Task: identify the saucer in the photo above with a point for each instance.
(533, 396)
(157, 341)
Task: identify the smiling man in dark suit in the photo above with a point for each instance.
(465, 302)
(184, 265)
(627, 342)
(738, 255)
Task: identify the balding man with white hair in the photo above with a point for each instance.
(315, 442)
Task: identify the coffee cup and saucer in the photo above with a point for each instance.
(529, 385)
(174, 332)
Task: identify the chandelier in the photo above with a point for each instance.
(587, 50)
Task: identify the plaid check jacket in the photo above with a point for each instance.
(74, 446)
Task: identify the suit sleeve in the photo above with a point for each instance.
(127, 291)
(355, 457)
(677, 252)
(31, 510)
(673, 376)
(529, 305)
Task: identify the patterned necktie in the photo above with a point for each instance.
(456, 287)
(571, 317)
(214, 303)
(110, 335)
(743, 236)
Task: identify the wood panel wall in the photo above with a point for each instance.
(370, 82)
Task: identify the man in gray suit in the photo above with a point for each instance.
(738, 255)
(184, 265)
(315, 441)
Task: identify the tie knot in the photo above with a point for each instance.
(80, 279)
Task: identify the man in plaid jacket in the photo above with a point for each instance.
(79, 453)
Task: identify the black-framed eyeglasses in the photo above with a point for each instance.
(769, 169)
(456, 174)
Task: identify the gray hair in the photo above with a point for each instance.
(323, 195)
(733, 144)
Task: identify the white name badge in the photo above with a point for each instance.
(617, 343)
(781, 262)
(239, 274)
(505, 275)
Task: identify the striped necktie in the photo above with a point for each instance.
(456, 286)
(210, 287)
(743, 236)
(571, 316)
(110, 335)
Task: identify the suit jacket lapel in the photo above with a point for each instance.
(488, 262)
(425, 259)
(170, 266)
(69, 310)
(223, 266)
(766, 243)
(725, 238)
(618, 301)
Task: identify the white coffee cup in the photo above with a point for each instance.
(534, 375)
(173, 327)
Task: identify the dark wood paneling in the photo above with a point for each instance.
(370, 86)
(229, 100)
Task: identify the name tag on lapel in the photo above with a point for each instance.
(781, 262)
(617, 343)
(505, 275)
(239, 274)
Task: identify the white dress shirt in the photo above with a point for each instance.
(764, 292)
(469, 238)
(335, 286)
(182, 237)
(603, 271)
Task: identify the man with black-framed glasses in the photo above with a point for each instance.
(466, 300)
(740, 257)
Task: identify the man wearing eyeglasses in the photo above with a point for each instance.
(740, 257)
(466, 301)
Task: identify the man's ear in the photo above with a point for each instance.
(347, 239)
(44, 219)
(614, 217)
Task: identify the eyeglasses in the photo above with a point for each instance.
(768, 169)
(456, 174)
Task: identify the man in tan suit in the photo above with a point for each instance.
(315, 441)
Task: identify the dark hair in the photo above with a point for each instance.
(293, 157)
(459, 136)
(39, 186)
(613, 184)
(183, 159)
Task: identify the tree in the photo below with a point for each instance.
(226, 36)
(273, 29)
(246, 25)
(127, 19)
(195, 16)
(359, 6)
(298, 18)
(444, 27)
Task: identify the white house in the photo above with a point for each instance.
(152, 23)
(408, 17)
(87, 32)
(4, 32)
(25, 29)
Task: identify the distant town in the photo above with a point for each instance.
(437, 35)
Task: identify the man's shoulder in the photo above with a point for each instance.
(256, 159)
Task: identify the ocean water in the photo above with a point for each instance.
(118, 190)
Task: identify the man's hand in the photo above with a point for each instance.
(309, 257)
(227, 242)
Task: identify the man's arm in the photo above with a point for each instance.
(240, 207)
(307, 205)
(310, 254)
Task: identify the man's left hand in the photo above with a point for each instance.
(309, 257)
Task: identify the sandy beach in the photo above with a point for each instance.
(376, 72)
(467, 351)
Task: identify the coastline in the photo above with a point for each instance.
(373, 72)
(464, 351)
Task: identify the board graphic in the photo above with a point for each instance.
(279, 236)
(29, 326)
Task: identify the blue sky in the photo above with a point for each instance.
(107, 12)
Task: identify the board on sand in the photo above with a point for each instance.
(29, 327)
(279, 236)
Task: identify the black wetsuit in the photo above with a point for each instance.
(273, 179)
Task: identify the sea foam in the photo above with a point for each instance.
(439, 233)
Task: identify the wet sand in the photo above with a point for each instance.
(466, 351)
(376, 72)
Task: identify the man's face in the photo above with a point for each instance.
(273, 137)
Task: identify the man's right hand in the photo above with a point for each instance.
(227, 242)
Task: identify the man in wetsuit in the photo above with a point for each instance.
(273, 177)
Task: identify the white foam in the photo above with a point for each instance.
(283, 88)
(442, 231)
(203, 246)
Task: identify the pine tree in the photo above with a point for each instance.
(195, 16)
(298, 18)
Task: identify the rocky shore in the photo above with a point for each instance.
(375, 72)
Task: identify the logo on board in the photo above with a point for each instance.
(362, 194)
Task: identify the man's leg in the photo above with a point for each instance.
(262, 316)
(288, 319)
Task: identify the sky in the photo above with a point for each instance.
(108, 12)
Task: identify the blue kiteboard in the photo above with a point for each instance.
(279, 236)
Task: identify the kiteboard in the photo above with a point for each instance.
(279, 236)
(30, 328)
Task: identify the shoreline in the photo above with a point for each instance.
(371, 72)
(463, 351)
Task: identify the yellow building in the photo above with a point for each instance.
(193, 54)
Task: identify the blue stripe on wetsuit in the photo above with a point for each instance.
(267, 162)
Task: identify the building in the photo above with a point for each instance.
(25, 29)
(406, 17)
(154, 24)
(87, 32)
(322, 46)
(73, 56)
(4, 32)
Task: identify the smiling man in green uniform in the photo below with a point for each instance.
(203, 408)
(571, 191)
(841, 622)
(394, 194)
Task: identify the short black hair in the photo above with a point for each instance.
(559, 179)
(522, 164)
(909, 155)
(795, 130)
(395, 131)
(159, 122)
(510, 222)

THE TASK:
Make an exact copy of the listing, including every line.

FULL SOLUTION:
Task: identify the saucer in the photo above with a point for each instance.
(533, 396)
(157, 341)
Task: identify the smiling man in dark suit in the photo above with a point for each instance.
(465, 302)
(184, 265)
(627, 342)
(738, 255)
Task: identify the balding man with white hair in the photo above with a point for each instance.
(315, 442)
Task: identify the coffee cup and saucer in the photo above with a point for each instance.
(529, 385)
(174, 332)
Task: identify the chandelier in the photo above with a point for each instance.
(587, 50)
Task: identify the plaid check jacket in the photo above with a point for each instance.
(74, 446)
Task: identify the suit sleeve in the photo above with a point for each instance.
(127, 291)
(355, 457)
(677, 252)
(31, 510)
(673, 376)
(529, 305)
Task: identify the patterned necktie in the photo above with a point for each instance.
(456, 287)
(571, 317)
(214, 303)
(110, 335)
(743, 236)
Task: identify the wood panel wall in the photo above with a point for each instance.
(370, 82)
Task: identify the man in gray suit in the photo above with a point for each instance.
(738, 255)
(184, 265)
(315, 441)
Task: identify the tie knot in the photo above with a point for each instance.
(80, 279)
Task: identify the man in plaid jacket in the photo above with a point for each instance.
(79, 453)
Task: identify the black-framed eyeglasses in the photo above with a point for each instance.
(769, 169)
(456, 174)
Task: identify the gray hair in the photo above with a point for each instance.
(323, 195)
(733, 144)
Task: identify the white name badge in the photo above with a point for each instance.
(617, 343)
(781, 262)
(239, 274)
(505, 275)
Task: identify the striped necktie in the photo above with a point for each instance.
(456, 286)
(210, 287)
(743, 236)
(571, 316)
(110, 335)
Task: identify the suit jacket lapel in the photo above with a point for each instance.
(488, 262)
(425, 259)
(170, 266)
(69, 310)
(223, 266)
(766, 243)
(725, 238)
(618, 301)
Task: identify the white coffee cup in the photo above with a point for each instance.
(534, 375)
(173, 327)
Task: identify the dark wood paneling in the photo above with a point for each instance.
(370, 86)
(229, 100)
Task: identify the name tag on lapel in the photo above with a point for each instance.
(781, 262)
(617, 343)
(505, 275)
(239, 274)
Task: identify the white dress shirt in the photo above with a point for each instance.
(764, 292)
(469, 238)
(335, 286)
(182, 237)
(603, 271)
Task: identify the man with black-framed glasses in the photo above with a point for each instance.
(466, 300)
(740, 257)
Task: identify the man wearing eyeglasses in the photo above with a point for each instance.
(740, 257)
(466, 301)
Task: identify the man's ear in the photo above with a point for each instance.
(347, 239)
(44, 219)
(614, 217)
Task: identify the eyeglasses in the photo above with a point for each instance.
(768, 169)
(456, 174)
Task: identify the man in tan suit in the photo above with a point for each instance.
(315, 441)
Task: identify the dark hair in the photo above with a point for each instance.
(293, 157)
(459, 136)
(39, 186)
(613, 184)
(183, 159)
Task: identify the tree in the photo below with a point for each instance.
(226, 36)
(273, 29)
(246, 25)
(127, 19)
(195, 16)
(359, 6)
(298, 18)
(444, 27)
Task: identify the white house in the photo above with a point for each instance.
(152, 23)
(408, 17)
(87, 32)
(4, 32)
(25, 29)
Task: identify the distant town in the photo above with a point for each instance.
(437, 35)
Task: identify the man's shoulder in the photo above with a point for each instance.
(256, 159)
Task: identify the ocean water in the photo above with a point for each instance.
(118, 190)
Task: identify the man's hand in the photo above with a point for each instance.
(309, 257)
(227, 242)
Task: identify the man's arm in the photo above with a point for each instance.
(240, 207)
(307, 205)
(310, 254)
Task: identify the man's left hand in the photo above with a point for each instance.
(309, 257)
Task: identify the sandy beach in the photo above with a point for each instance.
(376, 72)
(467, 351)
Task: identify the coastline in the photo above with a point for each instance.
(373, 72)
(464, 351)
Task: identify the board graphic in the photo above with a point for each instance.
(279, 236)
(29, 326)
Task: identify the blue sky in the photo above with a point for each instance.
(107, 12)
Task: identify the board on sand in the photo above with a point for each instance.
(29, 327)
(279, 236)
Task: identify the black wetsuit in the photo above with a point for each instance.
(273, 179)
Task: identify the sea foam in the photo above with a point for each instance.
(439, 233)
Task: identify the wet sand in the photo above with a point for each instance.
(466, 351)
(376, 72)
Task: identify the man's face in the photo above with a point for each instance.
(273, 137)
Task: identify the man's right hand in the photo above with a point for each instance.
(227, 242)
Task: identify the man in wetsuit in the photo above with a point for each instance.
(273, 177)
Task: identify the white foam in the photo above with a point for each instance.
(283, 88)
(442, 231)
(203, 246)
Task: identify the pine tree in the photo above with a point for each instance.
(195, 16)
(298, 18)
Task: identify the rocky shore in the photo above with a point for each instance.
(375, 72)
Task: identify the logo on board in the photo above with a point for each instance.
(362, 194)
Task: identify the man's leg in the photo above with a point for each instance.
(262, 316)
(288, 319)
Task: identify the sky in the photo above with a point for each instance.
(108, 12)
Task: identify the blue kiteboard in the photo above with a point for each instance.
(279, 236)
Task: identify the kiteboard in the photo above with a point for each instance.
(279, 236)
(30, 328)
Task: identify the shoreline in the photo above with a point for each instance.
(371, 72)
(463, 351)
Task: identify the yellow building in the photo above with a point for each instance.
(193, 54)
Task: identify the blue stripe on wetsuit in the photo above with a point for each instance.
(267, 162)
Task: identify the building in the photo above with a point for each instance.
(25, 29)
(406, 17)
(154, 24)
(87, 32)
(322, 46)
(73, 56)
(4, 32)
Task: identify the smiling man in green uniform in the photo below with a point for each instance.
(203, 408)
(571, 191)
(841, 622)
(394, 194)
Task: identify the short black hair in the photo above with a point for each instance.
(559, 179)
(522, 164)
(909, 155)
(795, 130)
(395, 131)
(159, 122)
(510, 222)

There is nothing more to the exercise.